<<<<
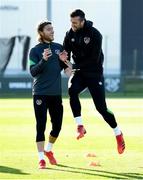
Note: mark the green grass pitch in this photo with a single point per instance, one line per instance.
(18, 153)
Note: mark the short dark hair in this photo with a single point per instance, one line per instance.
(79, 13)
(40, 29)
(42, 25)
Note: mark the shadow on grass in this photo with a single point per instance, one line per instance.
(5, 169)
(92, 172)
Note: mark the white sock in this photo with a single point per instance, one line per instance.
(48, 147)
(78, 120)
(41, 155)
(117, 131)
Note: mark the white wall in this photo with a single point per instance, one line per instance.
(105, 15)
(20, 17)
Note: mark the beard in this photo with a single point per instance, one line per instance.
(48, 38)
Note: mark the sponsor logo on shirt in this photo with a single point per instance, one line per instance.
(38, 102)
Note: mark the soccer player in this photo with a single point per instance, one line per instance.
(85, 43)
(45, 67)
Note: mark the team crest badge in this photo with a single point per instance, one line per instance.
(87, 40)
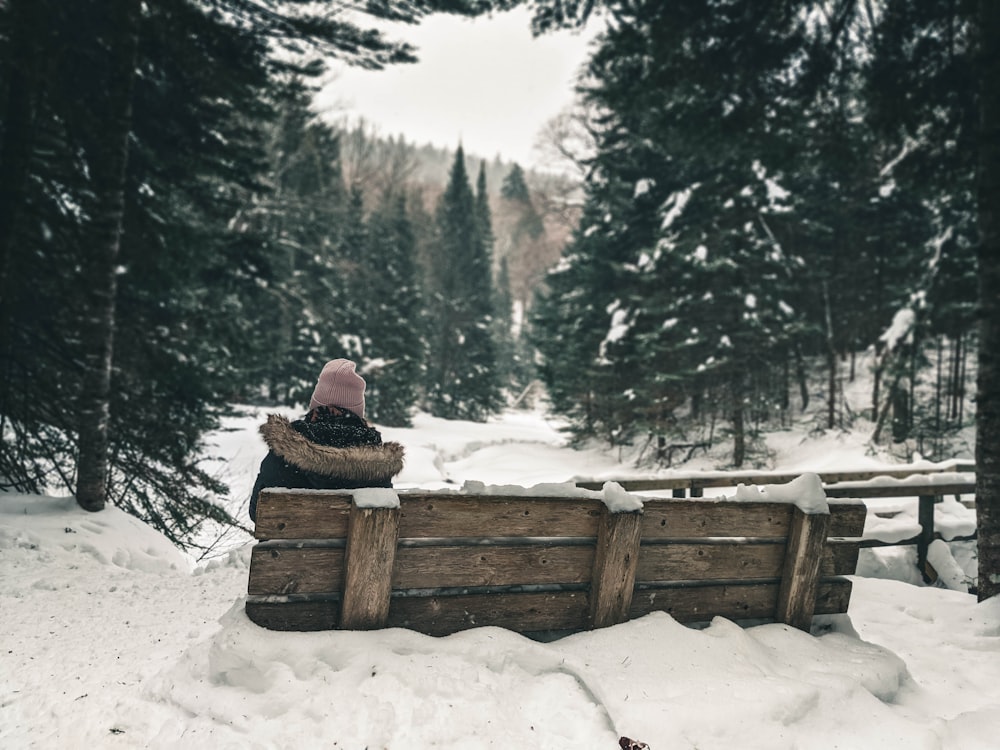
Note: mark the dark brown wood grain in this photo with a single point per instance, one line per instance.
(368, 561)
(477, 565)
(615, 562)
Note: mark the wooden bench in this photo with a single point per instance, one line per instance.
(441, 562)
(928, 485)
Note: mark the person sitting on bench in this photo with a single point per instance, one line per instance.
(332, 447)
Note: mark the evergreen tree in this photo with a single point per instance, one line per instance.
(462, 380)
(395, 322)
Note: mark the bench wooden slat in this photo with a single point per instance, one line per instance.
(800, 574)
(446, 566)
(470, 516)
(296, 570)
(704, 562)
(368, 561)
(284, 514)
(528, 611)
(753, 601)
(669, 518)
(615, 564)
(320, 569)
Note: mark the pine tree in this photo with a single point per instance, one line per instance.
(395, 321)
(462, 380)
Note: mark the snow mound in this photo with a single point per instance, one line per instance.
(57, 530)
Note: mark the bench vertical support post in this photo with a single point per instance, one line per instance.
(925, 517)
(615, 564)
(800, 574)
(372, 534)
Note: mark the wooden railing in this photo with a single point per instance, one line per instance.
(443, 562)
(928, 484)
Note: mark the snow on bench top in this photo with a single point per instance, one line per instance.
(916, 480)
(806, 492)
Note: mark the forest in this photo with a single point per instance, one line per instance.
(762, 190)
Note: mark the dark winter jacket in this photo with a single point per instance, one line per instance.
(330, 448)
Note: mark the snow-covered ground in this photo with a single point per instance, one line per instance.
(112, 638)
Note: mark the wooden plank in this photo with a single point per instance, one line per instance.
(742, 602)
(800, 574)
(368, 561)
(731, 479)
(294, 570)
(289, 514)
(702, 562)
(429, 515)
(449, 566)
(965, 487)
(706, 562)
(840, 558)
(667, 518)
(302, 615)
(529, 611)
(615, 562)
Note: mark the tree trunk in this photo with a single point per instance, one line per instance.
(831, 363)
(739, 425)
(988, 383)
(22, 73)
(105, 139)
(800, 375)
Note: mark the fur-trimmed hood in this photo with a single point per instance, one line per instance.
(364, 464)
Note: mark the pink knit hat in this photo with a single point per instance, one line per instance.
(339, 385)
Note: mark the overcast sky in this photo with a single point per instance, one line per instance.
(486, 83)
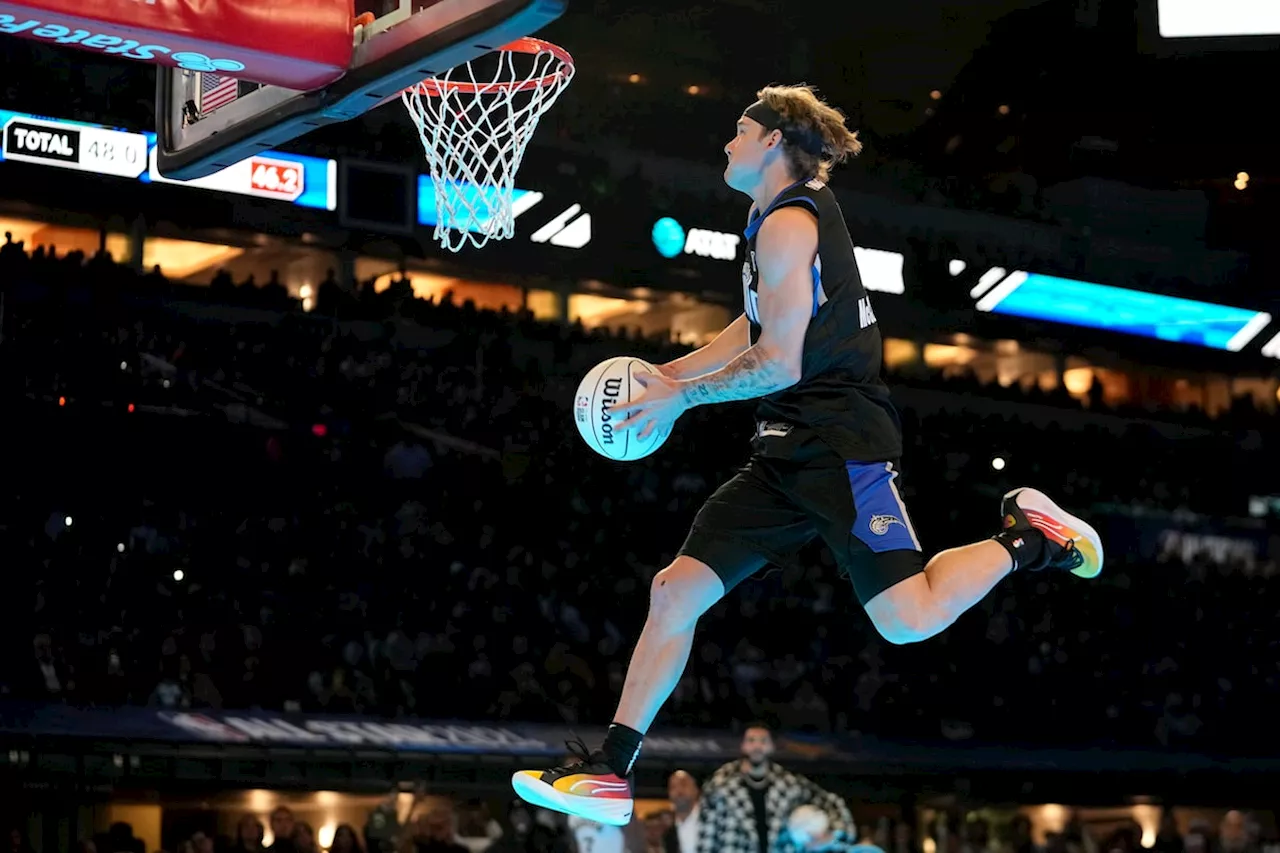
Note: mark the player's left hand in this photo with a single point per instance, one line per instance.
(656, 409)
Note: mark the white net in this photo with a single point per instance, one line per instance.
(474, 131)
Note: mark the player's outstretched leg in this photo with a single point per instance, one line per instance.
(1037, 536)
(597, 785)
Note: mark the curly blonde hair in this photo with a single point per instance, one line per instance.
(804, 112)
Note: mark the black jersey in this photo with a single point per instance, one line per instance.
(841, 395)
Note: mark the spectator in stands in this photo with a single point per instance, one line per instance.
(746, 803)
(283, 830)
(809, 829)
(684, 793)
(382, 826)
(435, 833)
(522, 834)
(305, 838)
(248, 835)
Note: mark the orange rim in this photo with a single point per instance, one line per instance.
(526, 45)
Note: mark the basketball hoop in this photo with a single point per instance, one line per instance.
(475, 128)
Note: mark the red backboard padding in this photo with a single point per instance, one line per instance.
(298, 44)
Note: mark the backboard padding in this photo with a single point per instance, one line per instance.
(387, 60)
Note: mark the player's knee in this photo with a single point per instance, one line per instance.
(904, 615)
(682, 592)
(903, 630)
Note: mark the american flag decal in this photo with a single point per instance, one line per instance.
(216, 91)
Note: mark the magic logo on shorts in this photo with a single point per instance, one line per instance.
(880, 524)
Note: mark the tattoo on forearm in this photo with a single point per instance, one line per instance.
(746, 377)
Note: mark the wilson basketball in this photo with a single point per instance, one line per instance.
(609, 384)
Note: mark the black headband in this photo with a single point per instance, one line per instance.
(807, 141)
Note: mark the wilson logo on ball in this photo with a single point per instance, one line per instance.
(612, 391)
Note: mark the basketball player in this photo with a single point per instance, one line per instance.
(824, 456)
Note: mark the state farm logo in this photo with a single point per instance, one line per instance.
(204, 726)
(114, 45)
(42, 142)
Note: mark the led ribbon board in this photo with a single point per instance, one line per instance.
(1116, 309)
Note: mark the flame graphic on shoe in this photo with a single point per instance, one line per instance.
(1050, 527)
(597, 787)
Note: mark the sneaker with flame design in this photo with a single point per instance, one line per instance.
(586, 788)
(1070, 543)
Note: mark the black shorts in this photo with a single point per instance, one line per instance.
(796, 488)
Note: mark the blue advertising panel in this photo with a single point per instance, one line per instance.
(1116, 309)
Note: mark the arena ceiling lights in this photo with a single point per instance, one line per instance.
(1200, 19)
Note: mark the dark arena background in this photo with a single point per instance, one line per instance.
(301, 546)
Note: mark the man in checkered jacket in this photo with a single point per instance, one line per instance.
(746, 803)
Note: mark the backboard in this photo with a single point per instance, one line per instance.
(205, 122)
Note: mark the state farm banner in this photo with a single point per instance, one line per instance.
(321, 731)
(21, 724)
(298, 44)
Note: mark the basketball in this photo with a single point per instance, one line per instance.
(608, 384)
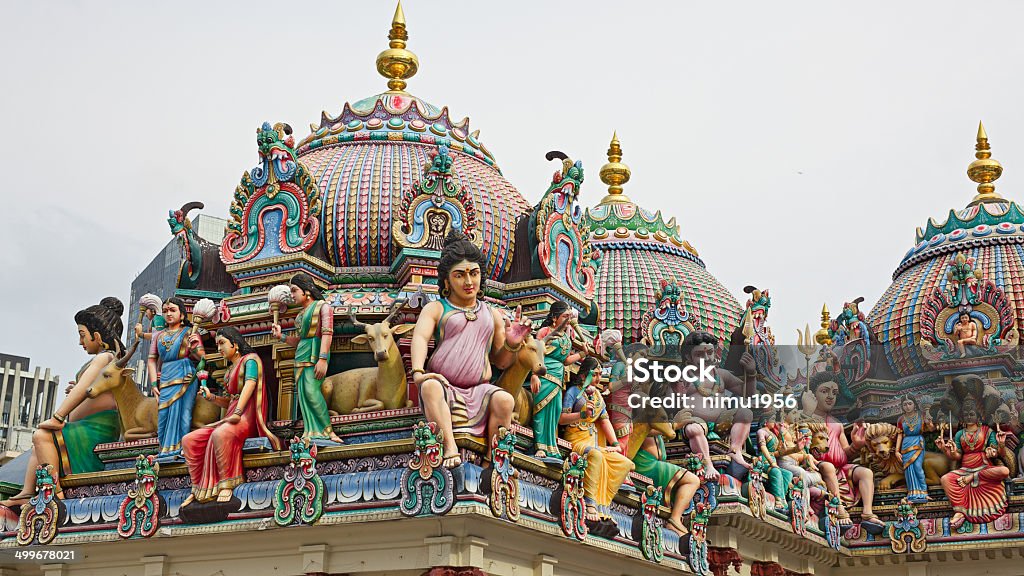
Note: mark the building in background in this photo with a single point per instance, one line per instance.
(160, 278)
(28, 399)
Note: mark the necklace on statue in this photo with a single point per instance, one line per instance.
(470, 312)
(167, 337)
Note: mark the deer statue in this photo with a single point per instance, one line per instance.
(529, 360)
(138, 413)
(367, 389)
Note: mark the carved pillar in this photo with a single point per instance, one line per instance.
(455, 571)
(767, 569)
(720, 559)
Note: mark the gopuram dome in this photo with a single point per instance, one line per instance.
(648, 272)
(972, 262)
(364, 159)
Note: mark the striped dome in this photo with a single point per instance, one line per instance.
(377, 149)
(638, 250)
(990, 233)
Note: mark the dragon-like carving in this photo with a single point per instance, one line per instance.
(669, 322)
(434, 206)
(973, 301)
(559, 233)
(278, 198)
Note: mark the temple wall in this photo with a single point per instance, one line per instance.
(496, 547)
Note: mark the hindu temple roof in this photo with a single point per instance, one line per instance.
(638, 250)
(378, 147)
(989, 229)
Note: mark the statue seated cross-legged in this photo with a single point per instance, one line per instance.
(706, 414)
(842, 477)
(589, 430)
(455, 385)
(67, 441)
(976, 489)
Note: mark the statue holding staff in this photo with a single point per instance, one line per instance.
(313, 333)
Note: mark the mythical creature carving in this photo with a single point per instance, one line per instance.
(972, 317)
(435, 206)
(885, 460)
(560, 235)
(40, 518)
(299, 496)
(669, 322)
(279, 198)
(426, 484)
(139, 512)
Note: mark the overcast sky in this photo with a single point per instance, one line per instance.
(798, 144)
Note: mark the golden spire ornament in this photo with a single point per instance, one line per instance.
(984, 170)
(396, 64)
(614, 173)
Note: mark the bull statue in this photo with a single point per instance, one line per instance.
(372, 388)
(138, 413)
(528, 363)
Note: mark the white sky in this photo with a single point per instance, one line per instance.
(798, 144)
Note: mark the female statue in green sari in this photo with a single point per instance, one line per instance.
(68, 439)
(313, 332)
(548, 388)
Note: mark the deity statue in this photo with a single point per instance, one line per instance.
(620, 386)
(213, 453)
(701, 420)
(911, 426)
(150, 305)
(68, 439)
(795, 456)
(548, 388)
(172, 375)
(966, 333)
(457, 393)
(589, 430)
(975, 490)
(313, 332)
(770, 444)
(841, 476)
(646, 448)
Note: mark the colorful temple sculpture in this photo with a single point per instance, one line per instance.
(395, 363)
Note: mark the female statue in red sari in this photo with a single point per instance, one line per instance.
(214, 452)
(975, 490)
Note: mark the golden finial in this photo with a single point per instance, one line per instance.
(396, 64)
(614, 173)
(984, 170)
(821, 336)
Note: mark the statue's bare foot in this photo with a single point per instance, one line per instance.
(870, 519)
(738, 458)
(677, 527)
(452, 460)
(710, 472)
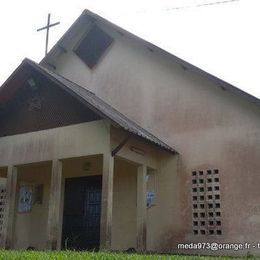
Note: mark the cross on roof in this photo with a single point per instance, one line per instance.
(47, 27)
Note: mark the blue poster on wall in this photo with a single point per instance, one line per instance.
(25, 199)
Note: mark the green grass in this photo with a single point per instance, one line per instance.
(96, 255)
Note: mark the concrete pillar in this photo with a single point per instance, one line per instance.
(54, 205)
(141, 208)
(107, 201)
(10, 208)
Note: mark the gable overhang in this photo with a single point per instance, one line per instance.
(28, 69)
(90, 17)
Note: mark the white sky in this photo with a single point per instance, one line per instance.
(223, 39)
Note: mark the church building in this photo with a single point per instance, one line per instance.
(113, 143)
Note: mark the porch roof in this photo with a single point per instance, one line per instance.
(92, 101)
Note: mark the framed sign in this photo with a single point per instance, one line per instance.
(150, 199)
(25, 198)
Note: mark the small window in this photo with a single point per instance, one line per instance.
(206, 201)
(93, 46)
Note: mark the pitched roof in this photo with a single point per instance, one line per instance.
(93, 102)
(86, 14)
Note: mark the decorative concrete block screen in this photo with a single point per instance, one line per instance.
(206, 202)
(2, 207)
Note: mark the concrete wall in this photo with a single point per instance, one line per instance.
(124, 206)
(208, 125)
(30, 228)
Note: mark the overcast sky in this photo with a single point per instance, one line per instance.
(222, 39)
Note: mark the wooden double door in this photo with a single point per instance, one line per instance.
(82, 211)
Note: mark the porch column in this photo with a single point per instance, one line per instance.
(54, 205)
(141, 208)
(107, 201)
(8, 228)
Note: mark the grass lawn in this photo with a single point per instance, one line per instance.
(100, 255)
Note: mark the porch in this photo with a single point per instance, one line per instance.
(38, 207)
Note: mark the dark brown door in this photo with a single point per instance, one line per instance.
(81, 215)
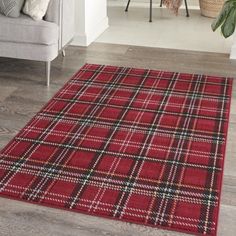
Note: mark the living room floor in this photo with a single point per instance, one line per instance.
(23, 93)
(166, 30)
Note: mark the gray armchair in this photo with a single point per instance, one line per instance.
(24, 38)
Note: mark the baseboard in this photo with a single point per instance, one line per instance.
(92, 34)
(145, 4)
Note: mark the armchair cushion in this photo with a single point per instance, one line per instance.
(11, 8)
(26, 30)
(36, 8)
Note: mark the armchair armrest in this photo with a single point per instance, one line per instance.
(54, 12)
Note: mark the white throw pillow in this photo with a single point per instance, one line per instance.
(36, 8)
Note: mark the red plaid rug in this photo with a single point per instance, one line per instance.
(136, 145)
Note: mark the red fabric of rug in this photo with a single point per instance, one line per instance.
(136, 145)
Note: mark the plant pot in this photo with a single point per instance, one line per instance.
(210, 8)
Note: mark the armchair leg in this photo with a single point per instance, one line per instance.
(48, 72)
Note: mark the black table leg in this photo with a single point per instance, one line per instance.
(150, 17)
(186, 6)
(127, 7)
(161, 3)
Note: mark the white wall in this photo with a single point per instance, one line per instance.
(191, 3)
(91, 20)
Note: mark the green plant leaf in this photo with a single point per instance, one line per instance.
(223, 15)
(228, 27)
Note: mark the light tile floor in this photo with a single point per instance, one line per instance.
(166, 30)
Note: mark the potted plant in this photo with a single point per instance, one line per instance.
(226, 19)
>>>>
**What this task involves:**
The required output is the span of lines from the one containing "Note: mark the armchair leg" to the last line, reproduced character for character.

**Response to this exercise:**
Note: mark the armchair leg in this photo with a single point per instance, one line per instance.
(48, 72)
Note: mark the black table leg in this photo with a single point per instance, one line per instance.
(150, 17)
(186, 6)
(127, 7)
(161, 3)
Note: mark the white wall in this photo with a single point per instance, one line per instance.
(191, 3)
(91, 20)
Note: mark the green plant leaf in this photo with a single point per instance, one line per instance.
(223, 15)
(228, 27)
Note: mark the light tile floor in this photo with a single point per instance, one line per instance.
(166, 30)
Note: mark the potted plant in this photo with a single point per instance, one line per instance.
(226, 19)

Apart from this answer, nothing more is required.